### TASK INSTRUCTIONS
A faithful transcript of all the lines below, with no pictures, is the goal here.

### STORED DATA
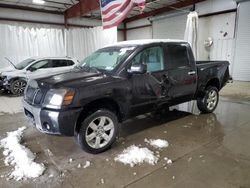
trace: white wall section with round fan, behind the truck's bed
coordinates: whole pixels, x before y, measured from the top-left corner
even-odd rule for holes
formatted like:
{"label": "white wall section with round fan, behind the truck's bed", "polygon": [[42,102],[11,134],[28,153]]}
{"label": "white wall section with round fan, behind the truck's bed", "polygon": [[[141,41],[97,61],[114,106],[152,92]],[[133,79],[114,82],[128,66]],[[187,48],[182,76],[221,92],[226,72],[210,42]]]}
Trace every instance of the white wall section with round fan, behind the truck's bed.
{"label": "white wall section with round fan, behind the truck's bed", "polygon": [[[230,73],[234,64],[235,16],[236,13],[227,13],[199,19],[198,59],[227,60]],[[208,37],[213,39],[211,48],[204,46]]]}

### OUTPUT FOR THIS TASK
trace: white wall section with round fan, behind the truck's bed
coordinates: whole pixels, x before y, measured from the top-left corner
even-odd rule for holes
formatted like:
{"label": "white wall section with round fan, behind the truck's bed", "polygon": [[42,102],[11,134],[28,153]]}
{"label": "white wall section with round fan, behind the truck's bed", "polygon": [[[141,41],[97,61],[114,106],[152,92]],[[133,79],[114,82],[128,66]],[[187,48],[182,76],[221,92],[226,72],[210,42]]]}
Trace every instance of the white wall section with round fan, behind the truck's bed.
{"label": "white wall section with round fan, behind the truck's bed", "polygon": [[[230,73],[234,64],[235,16],[236,13],[227,13],[199,19],[198,59],[227,60]],[[208,37],[213,39],[211,48],[204,46]]]}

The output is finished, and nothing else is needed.